**WORK ITEM**
Each line from the one containing "strap. Keep to one point per instance." to the end of the entries is to be repeated exactly, and no other line.

**RECORDS TO PROCESS**

--- START ---

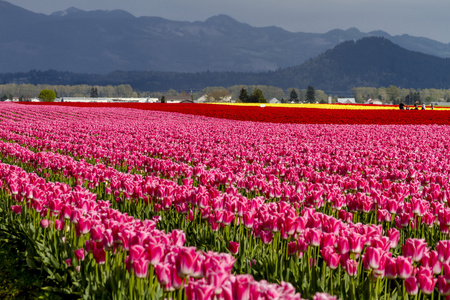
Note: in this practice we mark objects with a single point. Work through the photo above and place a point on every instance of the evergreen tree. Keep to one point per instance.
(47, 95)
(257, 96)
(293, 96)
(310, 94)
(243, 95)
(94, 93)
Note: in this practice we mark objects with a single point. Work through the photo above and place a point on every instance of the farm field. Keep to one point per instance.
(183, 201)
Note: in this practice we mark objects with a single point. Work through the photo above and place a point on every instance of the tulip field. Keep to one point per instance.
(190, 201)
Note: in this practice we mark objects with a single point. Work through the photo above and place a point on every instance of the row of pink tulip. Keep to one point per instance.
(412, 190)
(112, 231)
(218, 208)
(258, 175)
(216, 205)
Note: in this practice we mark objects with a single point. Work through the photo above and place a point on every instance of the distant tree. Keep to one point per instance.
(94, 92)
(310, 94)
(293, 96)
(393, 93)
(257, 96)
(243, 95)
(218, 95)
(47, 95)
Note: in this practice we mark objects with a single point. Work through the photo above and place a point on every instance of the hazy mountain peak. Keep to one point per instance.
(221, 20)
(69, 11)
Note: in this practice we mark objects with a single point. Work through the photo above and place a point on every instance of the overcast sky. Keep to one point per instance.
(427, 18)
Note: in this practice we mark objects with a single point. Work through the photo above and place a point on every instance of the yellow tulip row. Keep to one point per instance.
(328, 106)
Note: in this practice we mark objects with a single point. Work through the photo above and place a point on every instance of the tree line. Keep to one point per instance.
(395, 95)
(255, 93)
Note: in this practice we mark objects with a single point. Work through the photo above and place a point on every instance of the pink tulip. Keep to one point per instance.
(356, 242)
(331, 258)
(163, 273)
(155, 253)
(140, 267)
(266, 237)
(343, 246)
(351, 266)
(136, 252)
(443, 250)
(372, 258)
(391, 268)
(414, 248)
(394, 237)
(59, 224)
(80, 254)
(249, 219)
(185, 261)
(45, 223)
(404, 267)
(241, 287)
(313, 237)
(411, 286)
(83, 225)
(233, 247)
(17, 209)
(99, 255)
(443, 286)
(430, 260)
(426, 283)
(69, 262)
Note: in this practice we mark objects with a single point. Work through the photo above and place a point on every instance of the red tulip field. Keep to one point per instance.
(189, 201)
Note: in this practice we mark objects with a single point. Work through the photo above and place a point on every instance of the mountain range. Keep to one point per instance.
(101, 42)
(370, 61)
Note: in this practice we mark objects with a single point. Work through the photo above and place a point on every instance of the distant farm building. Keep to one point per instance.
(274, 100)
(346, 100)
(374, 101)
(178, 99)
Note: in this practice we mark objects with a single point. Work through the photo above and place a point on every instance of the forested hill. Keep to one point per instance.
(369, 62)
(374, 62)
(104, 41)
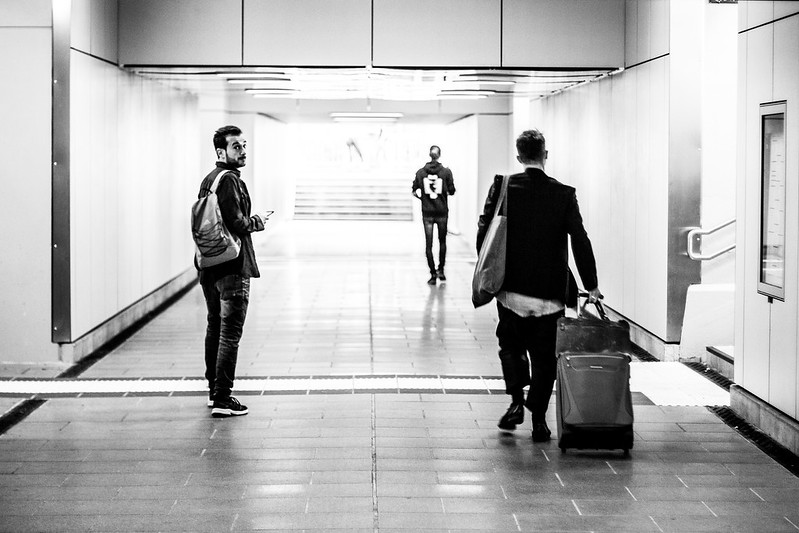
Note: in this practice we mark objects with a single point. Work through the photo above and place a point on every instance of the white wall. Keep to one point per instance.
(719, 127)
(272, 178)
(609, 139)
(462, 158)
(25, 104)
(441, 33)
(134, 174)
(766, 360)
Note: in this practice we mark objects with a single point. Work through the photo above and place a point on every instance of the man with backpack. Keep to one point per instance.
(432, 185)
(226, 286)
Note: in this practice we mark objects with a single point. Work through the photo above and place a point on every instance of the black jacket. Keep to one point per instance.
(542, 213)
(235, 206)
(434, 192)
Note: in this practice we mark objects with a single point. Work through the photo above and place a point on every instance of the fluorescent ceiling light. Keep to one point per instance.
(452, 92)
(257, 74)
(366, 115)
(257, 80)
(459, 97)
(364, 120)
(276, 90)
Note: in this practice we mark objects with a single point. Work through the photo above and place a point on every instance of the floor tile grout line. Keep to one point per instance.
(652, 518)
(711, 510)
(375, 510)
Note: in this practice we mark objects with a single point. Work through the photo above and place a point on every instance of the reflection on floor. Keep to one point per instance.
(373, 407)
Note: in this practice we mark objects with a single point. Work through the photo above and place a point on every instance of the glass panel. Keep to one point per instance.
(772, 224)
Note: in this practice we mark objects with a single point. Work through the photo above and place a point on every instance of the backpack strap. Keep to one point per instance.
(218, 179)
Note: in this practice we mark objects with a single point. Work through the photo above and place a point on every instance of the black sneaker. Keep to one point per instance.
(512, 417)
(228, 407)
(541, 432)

--- END ---

**RESULT BELOW**
Note: in this practice we mark objects with a single point. Work through the photo above and place a point on every instance of the backpack strap. Keep to one point per instance.
(218, 179)
Note: in this practice we mark objects with a single point. Work through the photo above and place a point on every instance of the black sneaker. Keep to one point per instance.
(512, 417)
(228, 407)
(541, 432)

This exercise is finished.